_YOUR GOAL_
Convert the entries, starting with the first line and going on through the line containing "[[[61,48],[125,49],[125,0],[60,0]]]", both included, into a JSON list of strings with one string per line, omitting blank lines.

_MATERIAL PROVIDED_
————
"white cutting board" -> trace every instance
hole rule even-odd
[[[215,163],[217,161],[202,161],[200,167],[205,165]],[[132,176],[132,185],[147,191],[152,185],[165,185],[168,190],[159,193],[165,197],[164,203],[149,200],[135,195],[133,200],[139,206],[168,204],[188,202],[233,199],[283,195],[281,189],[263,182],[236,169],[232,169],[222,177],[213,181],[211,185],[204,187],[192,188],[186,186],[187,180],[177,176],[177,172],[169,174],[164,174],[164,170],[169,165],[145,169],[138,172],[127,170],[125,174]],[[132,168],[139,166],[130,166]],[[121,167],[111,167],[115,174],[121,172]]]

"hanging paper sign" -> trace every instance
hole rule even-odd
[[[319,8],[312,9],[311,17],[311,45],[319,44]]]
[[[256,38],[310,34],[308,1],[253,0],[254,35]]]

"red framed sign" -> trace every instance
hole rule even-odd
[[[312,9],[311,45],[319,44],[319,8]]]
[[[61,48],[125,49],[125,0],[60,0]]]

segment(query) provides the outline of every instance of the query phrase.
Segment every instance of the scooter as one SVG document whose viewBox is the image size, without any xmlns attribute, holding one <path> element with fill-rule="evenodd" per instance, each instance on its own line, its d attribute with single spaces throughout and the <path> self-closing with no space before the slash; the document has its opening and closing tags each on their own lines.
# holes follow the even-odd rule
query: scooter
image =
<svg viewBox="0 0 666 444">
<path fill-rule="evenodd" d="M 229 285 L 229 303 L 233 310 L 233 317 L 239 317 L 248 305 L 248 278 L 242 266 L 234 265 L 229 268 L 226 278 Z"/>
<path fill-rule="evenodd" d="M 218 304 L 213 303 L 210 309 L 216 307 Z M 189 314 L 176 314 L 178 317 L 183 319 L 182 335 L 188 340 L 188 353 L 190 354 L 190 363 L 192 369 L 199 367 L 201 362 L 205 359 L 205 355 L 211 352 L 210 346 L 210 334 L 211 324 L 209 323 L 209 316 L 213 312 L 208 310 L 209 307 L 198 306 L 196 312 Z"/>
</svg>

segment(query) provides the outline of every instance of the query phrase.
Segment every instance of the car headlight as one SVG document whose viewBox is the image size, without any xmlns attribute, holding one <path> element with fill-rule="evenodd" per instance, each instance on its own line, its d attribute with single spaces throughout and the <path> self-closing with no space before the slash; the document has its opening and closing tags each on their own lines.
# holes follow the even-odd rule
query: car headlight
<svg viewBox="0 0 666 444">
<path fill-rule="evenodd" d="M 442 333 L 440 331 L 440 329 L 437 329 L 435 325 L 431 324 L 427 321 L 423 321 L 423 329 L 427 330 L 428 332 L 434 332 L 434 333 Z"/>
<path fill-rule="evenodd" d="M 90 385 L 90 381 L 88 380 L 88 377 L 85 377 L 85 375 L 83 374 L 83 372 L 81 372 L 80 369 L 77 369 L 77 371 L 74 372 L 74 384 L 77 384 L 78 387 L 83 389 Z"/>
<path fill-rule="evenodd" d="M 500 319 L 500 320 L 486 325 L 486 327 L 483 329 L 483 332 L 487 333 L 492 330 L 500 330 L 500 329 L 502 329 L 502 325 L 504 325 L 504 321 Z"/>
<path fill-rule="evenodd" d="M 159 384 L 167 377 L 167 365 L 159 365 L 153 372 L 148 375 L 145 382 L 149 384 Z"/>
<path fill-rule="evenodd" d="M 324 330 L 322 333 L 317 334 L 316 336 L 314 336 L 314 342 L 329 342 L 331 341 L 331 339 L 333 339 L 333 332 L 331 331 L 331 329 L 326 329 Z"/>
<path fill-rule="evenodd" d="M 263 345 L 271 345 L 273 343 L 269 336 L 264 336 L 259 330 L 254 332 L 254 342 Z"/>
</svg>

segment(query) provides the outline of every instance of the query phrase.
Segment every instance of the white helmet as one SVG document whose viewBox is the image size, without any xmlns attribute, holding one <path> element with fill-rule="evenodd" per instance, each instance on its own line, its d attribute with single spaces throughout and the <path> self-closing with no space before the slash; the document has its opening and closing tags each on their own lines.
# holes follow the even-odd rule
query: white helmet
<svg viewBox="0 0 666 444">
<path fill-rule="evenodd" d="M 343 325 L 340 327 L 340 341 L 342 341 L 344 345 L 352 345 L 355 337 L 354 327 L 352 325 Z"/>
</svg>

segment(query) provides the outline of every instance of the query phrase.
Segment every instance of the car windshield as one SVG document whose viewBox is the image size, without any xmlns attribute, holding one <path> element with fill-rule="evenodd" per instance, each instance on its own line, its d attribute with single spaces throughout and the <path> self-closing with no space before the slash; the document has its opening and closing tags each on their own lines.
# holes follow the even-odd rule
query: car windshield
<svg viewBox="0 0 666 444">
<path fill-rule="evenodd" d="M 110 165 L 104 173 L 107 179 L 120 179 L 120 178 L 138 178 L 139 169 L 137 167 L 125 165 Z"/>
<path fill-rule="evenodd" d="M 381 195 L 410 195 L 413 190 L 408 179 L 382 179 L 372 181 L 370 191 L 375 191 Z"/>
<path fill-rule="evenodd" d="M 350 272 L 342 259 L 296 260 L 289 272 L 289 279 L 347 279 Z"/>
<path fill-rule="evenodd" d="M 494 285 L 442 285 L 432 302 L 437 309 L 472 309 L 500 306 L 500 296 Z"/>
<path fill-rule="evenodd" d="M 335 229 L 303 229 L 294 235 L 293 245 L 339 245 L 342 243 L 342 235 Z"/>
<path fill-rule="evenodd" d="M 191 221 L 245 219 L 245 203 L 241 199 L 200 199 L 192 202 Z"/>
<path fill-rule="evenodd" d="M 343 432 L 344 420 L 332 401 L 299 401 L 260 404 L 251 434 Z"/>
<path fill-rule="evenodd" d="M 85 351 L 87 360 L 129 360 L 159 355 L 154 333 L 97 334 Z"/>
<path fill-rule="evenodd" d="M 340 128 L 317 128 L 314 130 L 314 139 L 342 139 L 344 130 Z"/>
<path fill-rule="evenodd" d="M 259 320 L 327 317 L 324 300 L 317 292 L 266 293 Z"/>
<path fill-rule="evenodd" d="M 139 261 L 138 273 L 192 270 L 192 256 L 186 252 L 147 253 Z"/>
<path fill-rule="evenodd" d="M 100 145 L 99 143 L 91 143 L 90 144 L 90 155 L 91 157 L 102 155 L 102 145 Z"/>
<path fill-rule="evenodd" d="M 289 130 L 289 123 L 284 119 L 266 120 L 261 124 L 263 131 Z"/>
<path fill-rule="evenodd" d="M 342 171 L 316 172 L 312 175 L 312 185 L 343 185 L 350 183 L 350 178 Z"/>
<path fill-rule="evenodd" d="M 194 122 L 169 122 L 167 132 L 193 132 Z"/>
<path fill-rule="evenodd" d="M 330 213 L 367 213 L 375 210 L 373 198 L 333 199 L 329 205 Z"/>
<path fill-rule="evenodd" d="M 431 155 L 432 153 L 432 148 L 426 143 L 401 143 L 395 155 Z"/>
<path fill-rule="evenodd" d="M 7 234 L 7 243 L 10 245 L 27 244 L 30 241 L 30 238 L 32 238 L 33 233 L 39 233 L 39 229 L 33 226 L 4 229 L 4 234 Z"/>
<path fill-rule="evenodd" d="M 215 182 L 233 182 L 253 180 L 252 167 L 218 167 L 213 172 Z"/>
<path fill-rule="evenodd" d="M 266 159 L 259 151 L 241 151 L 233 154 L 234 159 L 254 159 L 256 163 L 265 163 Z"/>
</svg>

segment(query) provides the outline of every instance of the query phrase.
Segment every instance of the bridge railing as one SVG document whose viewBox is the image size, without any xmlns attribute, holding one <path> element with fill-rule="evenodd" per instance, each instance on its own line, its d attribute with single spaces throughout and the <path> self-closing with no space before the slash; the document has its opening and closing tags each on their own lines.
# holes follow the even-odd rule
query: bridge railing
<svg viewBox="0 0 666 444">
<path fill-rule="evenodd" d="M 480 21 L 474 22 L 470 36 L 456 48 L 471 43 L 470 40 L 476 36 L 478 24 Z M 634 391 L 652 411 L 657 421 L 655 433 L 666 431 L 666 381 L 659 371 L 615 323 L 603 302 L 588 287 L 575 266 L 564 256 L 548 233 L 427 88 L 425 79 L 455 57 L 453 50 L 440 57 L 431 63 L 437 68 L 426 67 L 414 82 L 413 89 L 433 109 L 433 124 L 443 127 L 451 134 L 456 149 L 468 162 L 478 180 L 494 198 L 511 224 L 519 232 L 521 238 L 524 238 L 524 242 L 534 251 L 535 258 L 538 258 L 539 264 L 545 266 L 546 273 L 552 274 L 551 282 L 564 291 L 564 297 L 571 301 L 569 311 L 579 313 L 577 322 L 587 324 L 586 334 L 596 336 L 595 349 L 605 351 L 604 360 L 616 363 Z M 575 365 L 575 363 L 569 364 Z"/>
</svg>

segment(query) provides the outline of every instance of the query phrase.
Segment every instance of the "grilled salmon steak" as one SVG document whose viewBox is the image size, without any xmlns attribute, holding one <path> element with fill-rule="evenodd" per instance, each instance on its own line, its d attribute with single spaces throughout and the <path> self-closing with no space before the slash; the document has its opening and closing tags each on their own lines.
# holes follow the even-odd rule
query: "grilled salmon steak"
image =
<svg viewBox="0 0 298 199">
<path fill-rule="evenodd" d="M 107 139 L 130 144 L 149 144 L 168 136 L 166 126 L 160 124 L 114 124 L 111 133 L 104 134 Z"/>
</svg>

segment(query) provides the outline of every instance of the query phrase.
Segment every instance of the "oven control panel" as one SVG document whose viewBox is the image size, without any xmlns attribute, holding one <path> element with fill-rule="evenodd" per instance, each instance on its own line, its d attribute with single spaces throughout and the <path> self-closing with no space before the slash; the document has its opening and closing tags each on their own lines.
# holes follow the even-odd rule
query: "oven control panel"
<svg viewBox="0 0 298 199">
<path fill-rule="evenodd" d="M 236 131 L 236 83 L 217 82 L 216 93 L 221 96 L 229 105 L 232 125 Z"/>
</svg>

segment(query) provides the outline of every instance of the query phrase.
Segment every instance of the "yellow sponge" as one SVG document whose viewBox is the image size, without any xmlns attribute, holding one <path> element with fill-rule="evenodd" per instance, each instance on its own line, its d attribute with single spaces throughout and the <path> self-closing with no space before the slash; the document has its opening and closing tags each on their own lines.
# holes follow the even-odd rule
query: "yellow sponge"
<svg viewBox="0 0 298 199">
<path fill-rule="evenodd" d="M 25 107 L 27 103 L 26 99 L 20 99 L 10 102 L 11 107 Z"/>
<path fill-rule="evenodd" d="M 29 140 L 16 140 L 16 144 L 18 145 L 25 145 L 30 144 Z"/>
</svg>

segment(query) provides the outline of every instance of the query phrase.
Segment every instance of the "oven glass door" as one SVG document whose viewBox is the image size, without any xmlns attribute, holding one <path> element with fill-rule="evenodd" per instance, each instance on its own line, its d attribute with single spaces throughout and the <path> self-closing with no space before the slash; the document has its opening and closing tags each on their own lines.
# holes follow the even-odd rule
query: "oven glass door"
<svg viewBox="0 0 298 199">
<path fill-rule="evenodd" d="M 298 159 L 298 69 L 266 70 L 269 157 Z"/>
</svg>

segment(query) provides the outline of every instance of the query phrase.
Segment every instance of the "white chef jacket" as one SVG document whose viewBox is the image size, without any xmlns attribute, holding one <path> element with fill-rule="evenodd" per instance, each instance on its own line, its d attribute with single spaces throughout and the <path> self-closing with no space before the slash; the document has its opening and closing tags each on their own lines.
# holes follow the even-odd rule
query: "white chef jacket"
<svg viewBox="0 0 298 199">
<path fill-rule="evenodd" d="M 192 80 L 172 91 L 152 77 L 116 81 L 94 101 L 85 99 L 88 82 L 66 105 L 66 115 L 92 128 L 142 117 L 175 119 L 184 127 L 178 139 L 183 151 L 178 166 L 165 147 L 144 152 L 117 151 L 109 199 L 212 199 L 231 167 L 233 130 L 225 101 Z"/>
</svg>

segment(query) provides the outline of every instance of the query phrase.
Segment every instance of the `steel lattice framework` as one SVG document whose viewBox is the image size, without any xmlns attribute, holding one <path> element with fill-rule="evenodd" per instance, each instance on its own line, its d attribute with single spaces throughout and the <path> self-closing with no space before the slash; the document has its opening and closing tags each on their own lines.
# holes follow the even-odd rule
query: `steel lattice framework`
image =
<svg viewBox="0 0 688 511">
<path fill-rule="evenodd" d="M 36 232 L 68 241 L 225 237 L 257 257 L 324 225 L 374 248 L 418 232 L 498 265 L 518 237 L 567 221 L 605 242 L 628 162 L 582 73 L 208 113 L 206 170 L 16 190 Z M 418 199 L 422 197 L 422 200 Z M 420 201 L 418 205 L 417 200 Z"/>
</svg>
————
_SOLVED PROBLEM_
[
  "\"white cutting board\" -> trace every instance",
  "hole rule even-odd",
  "[[[215,163],[217,161],[202,161],[200,167],[205,165]],[[132,176],[132,185],[147,191],[152,185],[165,185],[168,190],[159,193],[165,197],[164,203],[149,200],[135,195],[133,200],[139,206],[168,204],[188,202],[233,199],[283,195],[281,189],[263,182],[236,169],[232,169],[222,177],[213,181],[211,185],[204,187],[192,188],[186,186],[187,180],[177,176],[177,172],[169,174],[164,174],[164,170],[169,165],[145,169],[138,172],[127,170],[125,174]],[[132,168],[139,166],[130,166]],[[121,167],[111,167],[115,174],[121,172]]]",
  "\"hanging paper sign\" -> trace every instance",
  "hole rule even-odd",
  "[[[319,8],[312,9],[311,17],[311,45],[319,44]]]",
  "[[[256,38],[310,34],[308,1],[253,0],[254,35]]]",
  "\"red framed sign\" -> trace every instance",
  "hole rule even-odd",
  "[[[312,9],[311,45],[319,44],[319,8]]]",
  "[[[61,48],[125,49],[125,0],[60,0]]]"
]